* _MATERIAL PROVIDED_

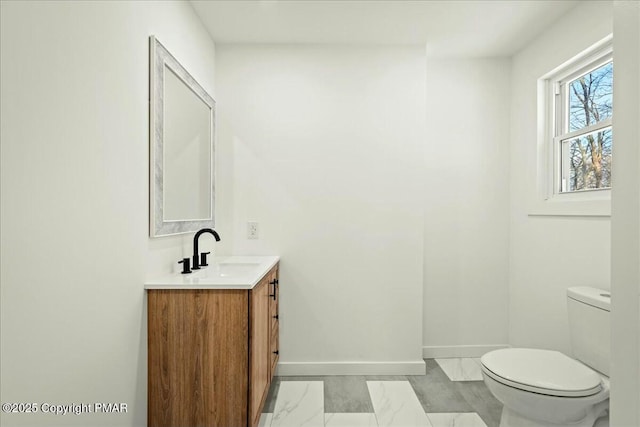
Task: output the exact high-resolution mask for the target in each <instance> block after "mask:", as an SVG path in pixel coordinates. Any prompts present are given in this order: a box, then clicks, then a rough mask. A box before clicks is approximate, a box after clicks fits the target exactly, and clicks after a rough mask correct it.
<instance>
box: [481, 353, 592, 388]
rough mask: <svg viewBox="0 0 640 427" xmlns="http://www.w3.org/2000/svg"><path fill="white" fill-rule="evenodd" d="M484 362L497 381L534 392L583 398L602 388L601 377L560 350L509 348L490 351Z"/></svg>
mask: <svg viewBox="0 0 640 427" xmlns="http://www.w3.org/2000/svg"><path fill="white" fill-rule="evenodd" d="M481 361H482V368H483V371H484V373H485V374H486V375H488V376H490V377H491V378H493V379H494V380H496V381H498V382H501V383H503V384H506V385H509V386H512V387H515V388H519V389H521V390H526V391H531V392H534V393H540V394H546V395H550V396H561V397H584V396H591V395H594V394H596V393H598V392H599V391H600V390H601V388H602V386H601V377H600V375H598V374H597V373H596V372H595V371H593V370H591V369H590V368H588V367H586V366H585V365H583V364H582V363H580V362H578V361H576V360H574V359H571V358H570V357H567V356H565V355H564V354H562V353H560V352H557V351H551V350H538V349H529V348H507V349H502V350H495V351H491V352H489V353H487V354H485V355H484V356H482V359H481Z"/></svg>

* _TASK DETAILS_
Output the whole listing again, exactly, without its pictures.

* _EXERCISE RESULT_
Task: output the exact high-resolution mask for the target in each <instance> block after "mask:", as an SVG path in pixel coordinates. Any prompts present are given in this order: a box, then clicks, then a rough mask. A box before clicks is approximate, a box after clicks fits the target exactly, and clicks after a rough mask correct it.
<instance>
box: [481, 353, 592, 388]
rough mask: <svg viewBox="0 0 640 427" xmlns="http://www.w3.org/2000/svg"><path fill="white" fill-rule="evenodd" d="M484 362L497 381L534 392L583 398L602 388L601 377L560 350L509 348L490 351Z"/></svg>
mask: <svg viewBox="0 0 640 427" xmlns="http://www.w3.org/2000/svg"><path fill="white" fill-rule="evenodd" d="M481 361H482V368H483V371H484V373H485V374H486V375H488V376H490V377H491V378H493V379H494V380H496V381H498V382H501V383H503V384H506V385H509V386H512V387H515V388H519V389H521V390H526V391H531V392H534V393H540V394H546V395H550V396H561V397H584V396H591V395H594V394H596V393H598V392H599V391H600V390H601V388H602V386H601V377H600V375H598V374H597V373H596V372H595V371H593V370H591V369H590V368H588V367H586V366H585V365H583V364H582V363H580V362H578V361H576V360H574V359H571V358H570V357H567V356H565V355H564V354H562V353H560V352H557V351H551V350H538V349H529V348H507V349H502V350H495V351H491V352H489V353H487V354H485V355H484V356H482V359H481Z"/></svg>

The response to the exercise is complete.